What needs to be done » Every record shown below is to be output exactly.

Top of Material for this exercise

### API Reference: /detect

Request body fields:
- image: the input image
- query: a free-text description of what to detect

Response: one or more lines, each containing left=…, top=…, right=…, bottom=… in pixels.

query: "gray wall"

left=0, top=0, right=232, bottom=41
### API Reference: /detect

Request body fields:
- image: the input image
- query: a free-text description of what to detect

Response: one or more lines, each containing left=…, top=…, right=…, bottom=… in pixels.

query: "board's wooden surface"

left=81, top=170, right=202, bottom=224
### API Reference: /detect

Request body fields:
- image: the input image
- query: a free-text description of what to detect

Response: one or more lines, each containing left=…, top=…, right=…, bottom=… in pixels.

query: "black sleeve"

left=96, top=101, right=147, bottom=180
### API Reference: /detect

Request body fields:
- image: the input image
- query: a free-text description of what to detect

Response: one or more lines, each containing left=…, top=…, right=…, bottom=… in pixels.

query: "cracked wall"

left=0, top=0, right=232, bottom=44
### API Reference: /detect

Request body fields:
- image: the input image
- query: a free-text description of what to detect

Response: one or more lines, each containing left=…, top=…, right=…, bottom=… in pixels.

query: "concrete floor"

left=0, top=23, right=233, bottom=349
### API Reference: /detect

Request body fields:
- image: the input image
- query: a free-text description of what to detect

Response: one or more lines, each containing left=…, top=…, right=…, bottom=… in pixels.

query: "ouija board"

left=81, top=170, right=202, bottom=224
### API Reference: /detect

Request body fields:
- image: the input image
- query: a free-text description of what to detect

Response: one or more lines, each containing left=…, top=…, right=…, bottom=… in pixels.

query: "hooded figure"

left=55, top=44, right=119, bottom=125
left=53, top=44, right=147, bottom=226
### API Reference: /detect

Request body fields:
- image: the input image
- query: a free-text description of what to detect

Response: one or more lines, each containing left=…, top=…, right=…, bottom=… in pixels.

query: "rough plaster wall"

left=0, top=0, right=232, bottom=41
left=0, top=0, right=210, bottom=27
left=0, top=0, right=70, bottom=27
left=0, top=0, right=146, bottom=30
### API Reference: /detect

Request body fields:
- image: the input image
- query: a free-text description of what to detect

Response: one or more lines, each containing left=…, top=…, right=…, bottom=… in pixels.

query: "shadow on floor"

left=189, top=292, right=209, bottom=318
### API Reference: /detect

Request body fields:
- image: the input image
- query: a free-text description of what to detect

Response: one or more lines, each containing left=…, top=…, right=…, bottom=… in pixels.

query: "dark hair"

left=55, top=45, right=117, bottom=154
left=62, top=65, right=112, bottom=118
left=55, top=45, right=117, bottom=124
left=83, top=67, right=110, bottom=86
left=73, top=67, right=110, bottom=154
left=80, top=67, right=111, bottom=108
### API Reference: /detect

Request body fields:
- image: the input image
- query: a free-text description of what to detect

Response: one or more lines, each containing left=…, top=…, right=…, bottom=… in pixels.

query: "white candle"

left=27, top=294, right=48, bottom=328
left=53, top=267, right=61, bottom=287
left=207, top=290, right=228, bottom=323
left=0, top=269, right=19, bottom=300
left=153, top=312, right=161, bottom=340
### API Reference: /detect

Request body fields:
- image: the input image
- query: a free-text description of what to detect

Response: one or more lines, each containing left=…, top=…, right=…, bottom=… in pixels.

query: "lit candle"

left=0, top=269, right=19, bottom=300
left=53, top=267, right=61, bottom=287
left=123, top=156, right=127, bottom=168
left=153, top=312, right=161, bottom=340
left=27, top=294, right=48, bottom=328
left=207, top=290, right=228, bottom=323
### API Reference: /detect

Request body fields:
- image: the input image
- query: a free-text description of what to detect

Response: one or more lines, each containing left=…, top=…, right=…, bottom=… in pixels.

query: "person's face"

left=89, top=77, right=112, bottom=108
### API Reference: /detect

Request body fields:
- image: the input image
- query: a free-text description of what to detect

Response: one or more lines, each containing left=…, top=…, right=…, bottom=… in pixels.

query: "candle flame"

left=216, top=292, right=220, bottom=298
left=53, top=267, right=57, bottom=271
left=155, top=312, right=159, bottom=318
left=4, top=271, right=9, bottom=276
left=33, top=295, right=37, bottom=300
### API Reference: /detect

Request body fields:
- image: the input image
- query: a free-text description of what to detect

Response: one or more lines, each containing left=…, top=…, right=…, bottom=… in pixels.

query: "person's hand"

Bottom of Material for this exercise

Answer space »
### API Reference: /detect

Request body fields:
- image: the input image
- query: a free-text description of what to detect

Response: one or more lines, each containing left=…, top=…, right=…, bottom=… in pixels.

query: "gray wall"

left=0, top=0, right=232, bottom=41
### API Reference: /detect

Request body fields:
- image: the input image
- query: a free-text description of what to detect

Response: one or more lines, each containing left=…, top=…, right=…, bottom=… in pixels.

query: "board's wooden surface"

left=81, top=170, right=202, bottom=224
### API Reference: /detect

Request body fields:
- image: the input image
- query: a free-text description of what to detect

Response: one or more lines, each containing left=…, top=…, right=…, bottom=… in pixels.

query: "black sleeve"

left=96, top=101, right=147, bottom=180
### API Reference: /detect

Request body fields:
- image: the input image
- query: a free-text description of what to detect

Response: one or more lines, each containing left=…, top=…, right=…, bottom=… in pixels.

query: "cracked wall"

left=0, top=0, right=232, bottom=44
### API Reference: /detect

Request body fields:
- image: the input image
- query: a free-text description of what to detect

Response: one or more lines, each containing left=…, top=…, right=…, bottom=… in pixels.

query: "concrete floor"

left=0, top=23, right=233, bottom=349
### API Reference: /detect

Request body fields:
- image: the input image
- query: a free-text description of what to detect

Response: one or more lines, each containing left=…, top=…, right=…, bottom=… in pixels.

query: "ouija board"

left=81, top=170, right=202, bottom=224
### API Reference: /detect

Request body fields:
- image: the input image
- query: a free-text description of what to detect

Response: one or more lines, each containing left=…, top=…, right=…, bottom=… in pixels.

query: "hooded figure"

left=55, top=44, right=119, bottom=125
left=53, top=44, right=147, bottom=226
### API Reference: /detect

Request body fields:
- image: the input image
- query: a free-text description of what to detect

Response: one or more lines, each containing left=…, top=…, right=…, bottom=… in pixels.

query: "rough plaster wall"

left=0, top=0, right=232, bottom=41
left=0, top=0, right=210, bottom=27
left=0, top=0, right=70, bottom=27
left=0, top=0, right=146, bottom=30
### API Reference: /detect

Request body fields:
- image: the input image
- query: a free-text description of what to detect

Response: one or more lines, each containing left=…, top=…, right=…, bottom=… in pixels.

query: "shadow on floor"

left=189, top=292, right=209, bottom=318
### API Reference: /detect

Request body fields:
- image: the input image
- query: a free-text description of what to detect

Response: one or more lines, each containing left=…, top=…, right=…, bottom=… in pixels.

query: "dark hair"

left=55, top=45, right=117, bottom=154
left=62, top=65, right=112, bottom=118
left=55, top=45, right=117, bottom=124
left=83, top=67, right=110, bottom=86
left=73, top=67, right=110, bottom=154
left=80, top=67, right=111, bottom=108
### API Reference: /detect

Request body fields:
- image: the input image
- query: a free-text description of what to detect

Response: one or more lines, each containing left=…, top=…, right=…, bottom=… in pixels.

query: "white candle"

left=27, top=294, right=48, bottom=328
left=53, top=267, right=61, bottom=287
left=207, top=290, right=228, bottom=323
left=0, top=269, right=19, bottom=300
left=153, top=312, right=161, bottom=340
### API Reference: /detect

Request body fields:
- image: the input image
- query: a free-text description of what to detect

Response: one or more lines, each containing left=…, top=…, right=…, bottom=… in pixels.

query: "lit candle"

left=0, top=269, right=19, bottom=300
left=53, top=267, right=61, bottom=287
left=123, top=156, right=127, bottom=168
left=153, top=312, right=161, bottom=340
left=27, top=294, right=48, bottom=328
left=207, top=290, right=228, bottom=323
### API Reference: /detect

Request body fields:
- image: the input image
- query: a free-text description of what to detect

Response: one or more lines, each containing left=…, top=…, right=…, bottom=… in pixels.

query: "person's face"

left=89, top=77, right=112, bottom=108
### API Reference: /detect

Request body fields:
- image: the input image
- query: a free-text description of what to detect

Response: one or more lines, each containing left=…, top=…, right=…, bottom=… in pixels.

query: "candle flame"

left=216, top=292, right=220, bottom=298
left=53, top=267, right=57, bottom=271
left=155, top=312, right=159, bottom=318
left=4, top=271, right=9, bottom=276
left=33, top=295, right=37, bottom=300
### API Reference: /detect

Request body fields:
- image: the input image
- query: a free-text description of what to detect

Response: one or more lines, each containing left=…, top=…, right=…, bottom=… in pixels.

query: "person's hand"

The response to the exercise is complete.